▶ Exercise details
Begin at the line that contains "target: pile of almond" and stop after the line that contains "M 115 190 L". Render only those items as a two-column CSV with the columns request and answer, one row per item, each value in its own quoted field with line breaks turned into spaces.

>> START Given data

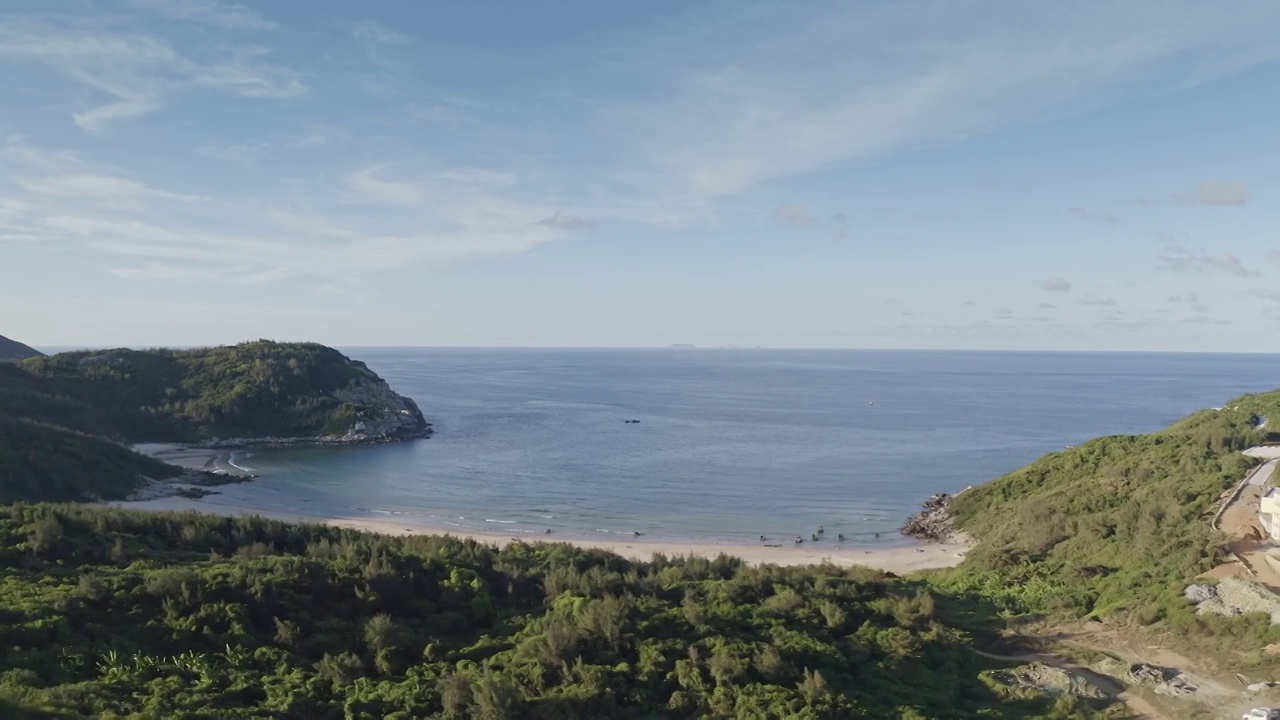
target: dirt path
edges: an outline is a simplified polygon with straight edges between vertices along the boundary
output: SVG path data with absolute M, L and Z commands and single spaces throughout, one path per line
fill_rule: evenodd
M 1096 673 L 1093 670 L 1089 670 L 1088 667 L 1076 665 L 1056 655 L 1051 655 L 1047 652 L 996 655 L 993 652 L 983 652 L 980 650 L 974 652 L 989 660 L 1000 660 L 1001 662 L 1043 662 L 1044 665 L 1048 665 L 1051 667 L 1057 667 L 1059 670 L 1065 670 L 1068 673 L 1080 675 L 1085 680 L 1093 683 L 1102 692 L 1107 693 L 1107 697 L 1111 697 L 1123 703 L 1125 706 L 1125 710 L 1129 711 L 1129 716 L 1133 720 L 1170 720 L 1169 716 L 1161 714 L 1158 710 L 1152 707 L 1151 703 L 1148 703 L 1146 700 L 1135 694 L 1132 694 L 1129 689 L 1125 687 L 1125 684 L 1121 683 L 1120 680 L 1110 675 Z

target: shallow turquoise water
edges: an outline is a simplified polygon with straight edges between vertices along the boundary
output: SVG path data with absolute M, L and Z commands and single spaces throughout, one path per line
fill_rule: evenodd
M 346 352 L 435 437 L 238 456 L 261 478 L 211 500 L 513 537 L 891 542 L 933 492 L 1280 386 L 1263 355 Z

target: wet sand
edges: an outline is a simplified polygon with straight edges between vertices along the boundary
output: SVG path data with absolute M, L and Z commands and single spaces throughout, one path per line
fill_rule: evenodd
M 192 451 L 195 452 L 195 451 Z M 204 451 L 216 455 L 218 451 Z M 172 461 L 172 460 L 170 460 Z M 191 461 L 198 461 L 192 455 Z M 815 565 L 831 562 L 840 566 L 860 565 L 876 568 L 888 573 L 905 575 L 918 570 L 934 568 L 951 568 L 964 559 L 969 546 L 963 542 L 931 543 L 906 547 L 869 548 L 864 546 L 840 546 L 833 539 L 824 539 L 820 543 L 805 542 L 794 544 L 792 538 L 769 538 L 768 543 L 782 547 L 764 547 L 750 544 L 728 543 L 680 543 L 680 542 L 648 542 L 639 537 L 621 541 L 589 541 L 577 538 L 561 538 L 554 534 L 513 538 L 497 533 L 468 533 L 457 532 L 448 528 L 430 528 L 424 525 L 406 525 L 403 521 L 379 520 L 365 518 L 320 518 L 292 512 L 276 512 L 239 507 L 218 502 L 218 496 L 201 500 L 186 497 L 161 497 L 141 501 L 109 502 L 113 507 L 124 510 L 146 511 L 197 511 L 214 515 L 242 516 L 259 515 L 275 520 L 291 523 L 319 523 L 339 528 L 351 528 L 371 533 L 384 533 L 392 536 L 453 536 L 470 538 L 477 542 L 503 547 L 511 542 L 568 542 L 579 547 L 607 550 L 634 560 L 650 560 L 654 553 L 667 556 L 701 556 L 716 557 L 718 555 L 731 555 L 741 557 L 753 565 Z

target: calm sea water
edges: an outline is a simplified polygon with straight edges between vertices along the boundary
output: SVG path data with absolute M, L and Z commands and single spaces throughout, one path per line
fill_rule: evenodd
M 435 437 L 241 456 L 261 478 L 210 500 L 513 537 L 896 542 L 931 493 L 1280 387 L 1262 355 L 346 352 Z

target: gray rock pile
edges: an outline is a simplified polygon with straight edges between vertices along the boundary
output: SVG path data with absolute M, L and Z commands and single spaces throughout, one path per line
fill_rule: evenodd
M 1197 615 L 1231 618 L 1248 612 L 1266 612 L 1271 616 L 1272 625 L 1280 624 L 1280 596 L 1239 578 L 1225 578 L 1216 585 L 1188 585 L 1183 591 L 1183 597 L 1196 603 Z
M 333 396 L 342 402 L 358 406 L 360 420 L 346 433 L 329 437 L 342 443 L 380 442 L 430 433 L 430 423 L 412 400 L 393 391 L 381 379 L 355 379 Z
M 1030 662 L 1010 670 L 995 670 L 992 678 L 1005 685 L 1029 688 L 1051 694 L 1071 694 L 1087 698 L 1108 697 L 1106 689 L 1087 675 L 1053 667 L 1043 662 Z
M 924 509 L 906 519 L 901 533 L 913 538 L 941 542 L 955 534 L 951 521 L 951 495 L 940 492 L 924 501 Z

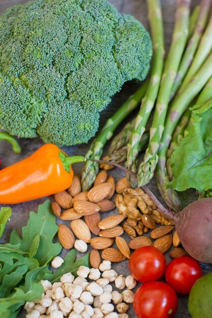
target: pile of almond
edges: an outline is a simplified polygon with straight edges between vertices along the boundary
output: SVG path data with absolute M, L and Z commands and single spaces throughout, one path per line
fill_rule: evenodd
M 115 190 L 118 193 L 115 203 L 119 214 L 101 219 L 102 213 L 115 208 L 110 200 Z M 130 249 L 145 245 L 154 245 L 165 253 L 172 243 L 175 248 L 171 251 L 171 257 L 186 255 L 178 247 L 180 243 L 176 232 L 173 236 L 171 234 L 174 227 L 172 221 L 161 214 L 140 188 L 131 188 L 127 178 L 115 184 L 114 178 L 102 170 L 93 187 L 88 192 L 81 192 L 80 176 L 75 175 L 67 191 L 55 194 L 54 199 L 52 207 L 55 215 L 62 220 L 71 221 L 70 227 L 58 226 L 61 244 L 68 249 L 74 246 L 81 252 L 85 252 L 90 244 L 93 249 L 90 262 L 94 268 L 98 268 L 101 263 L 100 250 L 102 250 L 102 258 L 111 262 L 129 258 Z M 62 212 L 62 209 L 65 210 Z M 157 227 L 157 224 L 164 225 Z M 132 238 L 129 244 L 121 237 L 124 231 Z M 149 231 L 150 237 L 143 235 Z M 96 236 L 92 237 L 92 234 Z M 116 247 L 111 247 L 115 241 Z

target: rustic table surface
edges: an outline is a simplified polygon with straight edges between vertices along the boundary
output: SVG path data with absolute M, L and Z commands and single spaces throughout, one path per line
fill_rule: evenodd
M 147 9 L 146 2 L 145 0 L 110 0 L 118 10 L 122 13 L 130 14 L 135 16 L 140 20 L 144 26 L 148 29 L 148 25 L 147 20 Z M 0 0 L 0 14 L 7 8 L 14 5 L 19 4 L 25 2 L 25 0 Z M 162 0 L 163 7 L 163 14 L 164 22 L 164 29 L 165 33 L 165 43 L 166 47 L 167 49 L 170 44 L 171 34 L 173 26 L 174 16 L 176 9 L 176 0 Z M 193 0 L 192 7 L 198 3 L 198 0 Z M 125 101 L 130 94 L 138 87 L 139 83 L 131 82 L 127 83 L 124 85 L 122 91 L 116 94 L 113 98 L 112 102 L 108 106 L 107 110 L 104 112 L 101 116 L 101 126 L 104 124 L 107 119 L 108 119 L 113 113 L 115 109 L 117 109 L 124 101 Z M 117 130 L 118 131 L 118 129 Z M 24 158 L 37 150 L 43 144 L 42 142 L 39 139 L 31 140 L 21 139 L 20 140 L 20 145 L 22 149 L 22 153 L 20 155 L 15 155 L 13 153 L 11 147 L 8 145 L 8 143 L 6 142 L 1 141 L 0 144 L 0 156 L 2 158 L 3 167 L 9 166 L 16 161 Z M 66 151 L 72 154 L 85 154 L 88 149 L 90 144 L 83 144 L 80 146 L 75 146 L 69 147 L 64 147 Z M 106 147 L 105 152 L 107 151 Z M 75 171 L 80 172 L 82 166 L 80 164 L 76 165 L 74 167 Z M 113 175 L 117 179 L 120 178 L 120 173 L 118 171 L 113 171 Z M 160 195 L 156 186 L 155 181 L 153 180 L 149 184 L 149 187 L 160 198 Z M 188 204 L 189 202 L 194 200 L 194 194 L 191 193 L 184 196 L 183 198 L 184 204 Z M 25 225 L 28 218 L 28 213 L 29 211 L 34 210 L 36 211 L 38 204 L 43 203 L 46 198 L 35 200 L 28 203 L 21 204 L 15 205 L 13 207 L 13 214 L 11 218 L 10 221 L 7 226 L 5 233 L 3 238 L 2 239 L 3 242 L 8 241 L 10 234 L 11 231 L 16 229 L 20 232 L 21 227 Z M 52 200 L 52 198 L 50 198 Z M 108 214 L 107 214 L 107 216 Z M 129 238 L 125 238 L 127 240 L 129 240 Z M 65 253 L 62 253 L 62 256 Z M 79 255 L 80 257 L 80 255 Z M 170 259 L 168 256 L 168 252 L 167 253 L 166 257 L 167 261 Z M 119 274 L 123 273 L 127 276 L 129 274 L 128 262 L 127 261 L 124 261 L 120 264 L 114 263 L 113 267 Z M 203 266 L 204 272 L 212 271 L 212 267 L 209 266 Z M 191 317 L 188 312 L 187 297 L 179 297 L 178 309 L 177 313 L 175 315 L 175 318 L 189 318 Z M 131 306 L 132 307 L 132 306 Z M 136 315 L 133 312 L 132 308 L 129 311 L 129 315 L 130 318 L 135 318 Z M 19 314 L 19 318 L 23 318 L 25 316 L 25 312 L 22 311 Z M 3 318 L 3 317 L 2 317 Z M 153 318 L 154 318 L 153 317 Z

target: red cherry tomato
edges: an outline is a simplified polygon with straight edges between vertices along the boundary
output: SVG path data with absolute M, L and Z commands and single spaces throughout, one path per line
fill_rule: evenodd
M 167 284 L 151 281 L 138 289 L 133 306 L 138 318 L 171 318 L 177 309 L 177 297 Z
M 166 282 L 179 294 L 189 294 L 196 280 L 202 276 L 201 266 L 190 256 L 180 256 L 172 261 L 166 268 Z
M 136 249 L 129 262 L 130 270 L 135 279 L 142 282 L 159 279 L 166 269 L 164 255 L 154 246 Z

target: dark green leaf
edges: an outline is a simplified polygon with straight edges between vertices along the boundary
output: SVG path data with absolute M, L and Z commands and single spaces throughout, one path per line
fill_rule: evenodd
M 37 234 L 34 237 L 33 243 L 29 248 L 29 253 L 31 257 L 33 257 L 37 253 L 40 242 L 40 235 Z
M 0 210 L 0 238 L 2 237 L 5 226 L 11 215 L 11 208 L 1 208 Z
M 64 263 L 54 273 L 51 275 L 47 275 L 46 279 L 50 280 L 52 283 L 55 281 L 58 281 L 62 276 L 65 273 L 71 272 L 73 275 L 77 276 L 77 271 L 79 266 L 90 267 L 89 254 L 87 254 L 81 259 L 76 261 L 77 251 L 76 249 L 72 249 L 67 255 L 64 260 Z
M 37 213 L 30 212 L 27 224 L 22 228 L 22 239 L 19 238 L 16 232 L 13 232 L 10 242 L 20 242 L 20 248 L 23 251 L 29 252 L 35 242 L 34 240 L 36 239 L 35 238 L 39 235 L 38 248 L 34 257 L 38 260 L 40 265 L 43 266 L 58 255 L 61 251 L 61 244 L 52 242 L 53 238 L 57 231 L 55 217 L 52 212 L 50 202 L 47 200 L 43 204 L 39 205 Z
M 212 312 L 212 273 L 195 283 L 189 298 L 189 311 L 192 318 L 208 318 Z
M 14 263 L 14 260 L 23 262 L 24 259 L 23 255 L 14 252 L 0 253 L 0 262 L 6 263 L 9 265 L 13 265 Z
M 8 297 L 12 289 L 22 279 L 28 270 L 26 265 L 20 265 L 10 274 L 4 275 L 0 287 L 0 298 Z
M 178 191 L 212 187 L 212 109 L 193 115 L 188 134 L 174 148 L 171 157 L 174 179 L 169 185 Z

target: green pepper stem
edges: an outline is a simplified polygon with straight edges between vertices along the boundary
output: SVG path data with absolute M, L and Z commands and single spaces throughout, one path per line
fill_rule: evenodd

>> END Given data

▶ Response to this exercise
request,answer
"target: pile of almond edges: an outline is a simplified polygon with straight edges between vertices along the boundary output: SVG path data with absolute M, L and Z commands and single spaces throughout, one path per line fill_rule: evenodd","M 115 190 L 118 193 L 115 203 L 119 214 L 101 219 L 102 213 L 115 208 L 110 200 Z M 130 249 L 145 245 L 154 245 L 165 253 L 172 243 L 175 248 L 171 251 L 171 257 L 186 255 L 178 247 L 180 243 L 176 232 L 173 236 L 171 234 L 174 227 L 172 221 L 161 214 L 140 188 L 131 188 L 127 178 L 115 184 L 114 178 L 102 170 L 93 187 L 88 192 L 81 192 L 80 176 L 75 175 L 67 191 L 55 194 L 54 199 L 52 207 L 55 215 L 62 220 L 71 221 L 70 227 L 58 226 L 61 244 L 68 249 L 74 246 L 81 252 L 85 252 L 90 244 L 93 249 L 90 262 L 94 268 L 98 268 L 101 263 L 100 250 L 102 250 L 102 258 L 111 262 L 129 258 Z M 62 212 L 62 209 L 65 210 Z M 157 227 L 157 224 L 164 225 Z M 132 238 L 129 244 L 121 237 L 124 231 Z M 149 231 L 150 237 L 143 235 Z M 96 236 L 92 237 L 92 234 Z M 116 247 L 111 247 L 115 241 Z"